--- Estratto della fonte ---

Lo scorso 9 maggio ho partecipato in qualità di relatrice all’evento “Self-publishing: i sogni si pubblicano, non si chiudono nel cassetto” nell’ambito del Salone Internazionale del Libro di Torino 2014.
È stata un’esperienza molto interessante ed è un peccato che avessimo solo 50 minuti per l’evento, perché ci sarebbe stato da parlare per ore.
Insieme a me c’erano, oltre Alberto Grandi di Wired, che coordinava l’evento, Camille Mofidi e Diego Marano di Kobo, e Antonio Tombolini di Narcissus.
È stato molto bello conoscere tutti loro. Abbiamo avuto l’opportunità di scambiare quattro chiacchiere sia prima che dopo l’evento. Ma è stato molto piacevole ascoltarli e discutere con loro davanti al numeroso pubblico che ha affollato l’area Book To The Future del Salone.
 
Ho apprezzato particolarmente il discorso fatto da Antonio Tombolini su cosa significa essere self-publisher oggi e su come il self-publishing digitale non sia vanity press, ma anche il contributo di entrambi gli inviati di Kobo. Diego Marano, che è italiano, è manager per il Regno Unito di Kobo Writing Life, mentre Camille Mofidi è la manager europea sempre della piattaforma di self-publishing di Kobo. Diego Marano ha integrato il discorso di Tombolini, concentrandosi sul contributo di Kobo Writing Life nell’ambito del self-publishing, e Camille Mofidi ha riferito riguardo alla situazione a livello europeo. A questo proposito vi rimando a un articolo sull’evento di Equilibri Digitali che ne parla più diffusamente.
 
Per quanto mi riguarda, sono stata introdotta per prima da Alberto Grandi per parlare della mia esperienza con la pubblicazione della serie di “Deserto rosso” tra il 2012 e il 2013 e, successivamente, sono intervenuta in altre tre occasioni (incluse due domande a me rivolte dal pubblico). Probabilmente sono quella che ha parlato di più.
In questo post vorrei però fare alcune riflessioni su due argomenti emersi durante l’evento e che ritengo particolarmente significativi.
 
Il primo è venuto fuori in seguito a una domanda che è stata posta proprio a me, dopo che ho riferito di come io interagisco con i miei lettori tramite i social network e come questo sia alla base dei meccanismi di promozione di un self-publisher (e non solo).

--- Elenco dei dati ---

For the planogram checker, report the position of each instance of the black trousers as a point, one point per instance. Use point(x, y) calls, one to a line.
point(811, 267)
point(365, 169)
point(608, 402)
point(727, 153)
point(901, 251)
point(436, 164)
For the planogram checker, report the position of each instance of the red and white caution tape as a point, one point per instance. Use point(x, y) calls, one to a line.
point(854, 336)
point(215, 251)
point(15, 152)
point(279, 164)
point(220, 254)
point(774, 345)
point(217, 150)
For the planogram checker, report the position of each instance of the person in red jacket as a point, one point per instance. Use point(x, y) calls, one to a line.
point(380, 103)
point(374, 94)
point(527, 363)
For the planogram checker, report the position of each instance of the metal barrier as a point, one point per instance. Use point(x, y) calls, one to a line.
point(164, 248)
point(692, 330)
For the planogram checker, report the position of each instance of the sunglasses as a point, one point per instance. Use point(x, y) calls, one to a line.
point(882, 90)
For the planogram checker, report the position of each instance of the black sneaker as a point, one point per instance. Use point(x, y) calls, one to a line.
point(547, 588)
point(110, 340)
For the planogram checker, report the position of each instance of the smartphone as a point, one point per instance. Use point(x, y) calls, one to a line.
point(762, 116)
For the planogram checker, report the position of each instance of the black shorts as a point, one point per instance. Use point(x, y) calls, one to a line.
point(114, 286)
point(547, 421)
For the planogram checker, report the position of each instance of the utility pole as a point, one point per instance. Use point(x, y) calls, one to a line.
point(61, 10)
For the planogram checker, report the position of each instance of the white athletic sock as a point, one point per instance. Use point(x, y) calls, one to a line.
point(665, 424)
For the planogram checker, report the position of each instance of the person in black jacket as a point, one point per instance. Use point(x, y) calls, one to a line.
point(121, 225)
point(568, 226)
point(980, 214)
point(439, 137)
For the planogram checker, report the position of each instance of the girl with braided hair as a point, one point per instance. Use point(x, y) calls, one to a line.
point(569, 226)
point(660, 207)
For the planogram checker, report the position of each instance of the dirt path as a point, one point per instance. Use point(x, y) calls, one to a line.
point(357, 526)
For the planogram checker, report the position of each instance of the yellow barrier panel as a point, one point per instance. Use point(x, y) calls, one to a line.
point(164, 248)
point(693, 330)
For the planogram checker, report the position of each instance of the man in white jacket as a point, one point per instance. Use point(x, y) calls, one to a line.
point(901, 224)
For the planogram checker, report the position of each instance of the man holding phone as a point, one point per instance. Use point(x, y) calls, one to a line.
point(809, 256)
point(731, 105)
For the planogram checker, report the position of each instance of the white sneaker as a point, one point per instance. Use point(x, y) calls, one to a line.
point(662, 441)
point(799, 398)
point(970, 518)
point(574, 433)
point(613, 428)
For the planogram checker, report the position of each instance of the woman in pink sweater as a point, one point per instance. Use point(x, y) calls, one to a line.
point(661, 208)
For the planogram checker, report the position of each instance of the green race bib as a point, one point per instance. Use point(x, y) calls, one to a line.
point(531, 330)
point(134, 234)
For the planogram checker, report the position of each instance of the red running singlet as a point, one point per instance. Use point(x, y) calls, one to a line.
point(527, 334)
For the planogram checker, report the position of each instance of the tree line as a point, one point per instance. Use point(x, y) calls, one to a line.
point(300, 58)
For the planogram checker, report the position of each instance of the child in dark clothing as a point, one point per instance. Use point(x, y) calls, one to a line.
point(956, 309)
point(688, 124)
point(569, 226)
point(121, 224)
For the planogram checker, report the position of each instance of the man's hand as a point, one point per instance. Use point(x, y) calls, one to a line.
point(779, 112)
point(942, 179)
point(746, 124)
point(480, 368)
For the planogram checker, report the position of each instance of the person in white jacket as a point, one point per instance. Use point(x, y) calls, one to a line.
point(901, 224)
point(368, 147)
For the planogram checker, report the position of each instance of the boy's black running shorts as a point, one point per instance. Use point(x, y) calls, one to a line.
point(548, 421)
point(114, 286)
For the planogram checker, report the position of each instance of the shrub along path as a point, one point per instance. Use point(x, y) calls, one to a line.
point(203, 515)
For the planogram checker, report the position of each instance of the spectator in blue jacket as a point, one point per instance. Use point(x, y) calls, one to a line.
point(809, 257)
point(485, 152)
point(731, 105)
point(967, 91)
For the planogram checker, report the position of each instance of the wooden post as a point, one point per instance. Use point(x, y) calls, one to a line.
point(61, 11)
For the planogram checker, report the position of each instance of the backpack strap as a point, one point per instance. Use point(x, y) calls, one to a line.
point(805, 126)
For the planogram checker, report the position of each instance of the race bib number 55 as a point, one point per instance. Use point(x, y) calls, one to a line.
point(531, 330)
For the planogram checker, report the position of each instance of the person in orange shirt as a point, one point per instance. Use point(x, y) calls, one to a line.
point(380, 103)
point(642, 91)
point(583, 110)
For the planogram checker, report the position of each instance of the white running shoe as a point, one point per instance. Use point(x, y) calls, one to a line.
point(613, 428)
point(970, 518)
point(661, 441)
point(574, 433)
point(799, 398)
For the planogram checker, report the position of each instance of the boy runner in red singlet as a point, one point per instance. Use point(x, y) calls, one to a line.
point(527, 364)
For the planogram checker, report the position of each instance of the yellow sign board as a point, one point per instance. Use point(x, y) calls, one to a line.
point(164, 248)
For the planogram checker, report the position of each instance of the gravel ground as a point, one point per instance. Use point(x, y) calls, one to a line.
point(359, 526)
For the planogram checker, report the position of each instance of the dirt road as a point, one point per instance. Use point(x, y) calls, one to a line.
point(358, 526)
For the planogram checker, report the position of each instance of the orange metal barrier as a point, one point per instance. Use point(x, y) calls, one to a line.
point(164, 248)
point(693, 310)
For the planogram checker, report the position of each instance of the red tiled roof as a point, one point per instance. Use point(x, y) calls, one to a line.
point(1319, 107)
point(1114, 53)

---

▶ _Compiti dell'esercizio_
a - Ricopia, per favore, le righe dell'elenco dei dati dalla riga che contiene "the dirt road" fino all'ultima riga dell'elenco, estremi compresi.
b - Riprendi il testo sull'evento dedicato al self-publishing dal punto in cui si interrompe.

▶ _Risposte per compito_
a -
For the planogram checker, report the position of each instance of the dirt road as a point, one point per instance. Use point(x, y) calls, one to a line.
point(358, 526)
For the planogram checker, report the position of each instance of the orange metal barrier as a point, one point per instance. Use point(x, y) calls, one to a line.
point(164, 248)
point(693, 310)
For the planogram checker, report the position of each instance of the red tiled roof as a point, one point per instance. Use point(x, y) calls, one to a line.
point(1319, 107)
point(1114, 53)

b -
L’insieme di questi metodi di promozione costituisce il self- branding, cioè il fare di sé un marchio autorevole. In questo contesto l’autore interagisce nella rete con i lettori o i possibili lettori, sfruttando le tematiche dei propri libri e qualunque aspetto a essi legato, come nel mio caso l’esplorazione di Marte e la stessa serialità della pubblicazione, che mi ha permesso di coinvolgere in parte le persone anche nella fase creativa.
In poche parole, l’autore deve sapersi “vendere”, esporsi in prima persona, interagire con persone competenti del proprio genere, deve essere egli stesso un personaggio, un marchio.
Ed ecco che mi è stato chiesto se non ci potrebbe essere il “rischio” che la gente compri i libri per via dell’autore e non per il loro valore intrinseco o del loro contenuto.
 
Ammetto che per mezzo secondo ho fissato la mia interlocutrice come se fosse una marziana (lei!). Il pensiero successivo è stato: e allora?
Ho cercato di spiegarle che fa tutto parte del gioco dell’essere un autore, che insomma il mondo gira così.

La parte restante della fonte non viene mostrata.